*** Exercise material Section Begins ***
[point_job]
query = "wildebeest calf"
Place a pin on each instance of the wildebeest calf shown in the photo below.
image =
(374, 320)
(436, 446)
*** Exercise material Section Ends ***
» What you have to do
Everything from the line that contains "Place a pin" to the last line of the entries above should be repeated word for word, both lines included, with no other output.

» Solved problem
Place a pin on each instance of the wildebeest calf shown in the photo below.
image =
(374, 320)
(436, 446)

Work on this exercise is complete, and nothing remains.